Exercise prompt →
Reproduce the data from the line containing "of the dark" through the end of the data, keeping all the wording and shifting every coordinate in the answers by adding -23 to it. Leave the pictures out.

Dataset records →
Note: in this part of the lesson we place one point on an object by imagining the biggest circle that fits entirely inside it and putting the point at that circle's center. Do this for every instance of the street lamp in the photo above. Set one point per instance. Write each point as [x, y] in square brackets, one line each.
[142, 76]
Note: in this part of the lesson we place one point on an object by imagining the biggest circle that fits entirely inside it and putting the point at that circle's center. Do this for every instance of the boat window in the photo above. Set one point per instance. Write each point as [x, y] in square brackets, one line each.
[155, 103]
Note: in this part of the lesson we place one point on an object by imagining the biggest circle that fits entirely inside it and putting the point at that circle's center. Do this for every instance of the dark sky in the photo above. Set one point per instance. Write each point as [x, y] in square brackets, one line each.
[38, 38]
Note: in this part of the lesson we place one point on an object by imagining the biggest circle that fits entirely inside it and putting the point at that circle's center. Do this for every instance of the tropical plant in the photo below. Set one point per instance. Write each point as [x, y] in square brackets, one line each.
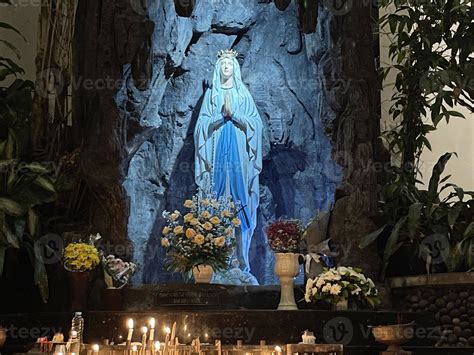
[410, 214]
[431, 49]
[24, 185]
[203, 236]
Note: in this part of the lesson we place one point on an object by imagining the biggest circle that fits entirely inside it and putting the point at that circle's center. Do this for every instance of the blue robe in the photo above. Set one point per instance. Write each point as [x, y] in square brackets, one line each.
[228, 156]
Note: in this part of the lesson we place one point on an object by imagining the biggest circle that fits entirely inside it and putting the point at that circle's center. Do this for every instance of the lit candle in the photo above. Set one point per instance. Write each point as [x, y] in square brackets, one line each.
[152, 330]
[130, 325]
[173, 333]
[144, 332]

Written solution →
Note: in this part of the lesson we place one point on an object by imagining the biggest circle that fits entirely inside it and putting the point at that circle's center. Do this for every instance of the dark sky in the photo above. Set one point per instance. Write each point as [x, y] in square brackets, one line each.
[15, 15]
Note: in this part of the lesson we place one point on an object by imagining the biggest circle that fits entirely inside it and putting the point at that circle's center. Do this for every instance of the tropical plant in the photo below. Set one point per instance. Write each point as [x, y] in square brackets, one line each.
[387, 191]
[408, 26]
[1, 162]
[180, 213]
Note: in this part of the lesson we place one point on an object by imagining the biggest circle that fits entirely inside it and putting the point at that circle's center. Do this for every instance of the blue robe in the photo above. Set one point per instance. Write each point as [x, y] in square brackets, one line each.
[205, 133]
Note: in this part of the lesson we place one point on an object by imagining the biggest circle that fits entirely inside it and putting the point at that circle's center. Do this for every instance of the lit candle in the photo above. Set one point per instance. Write each point as [x, y] in square brackets, one line each.
[129, 307]
[107, 302]
[150, 310]
[121, 309]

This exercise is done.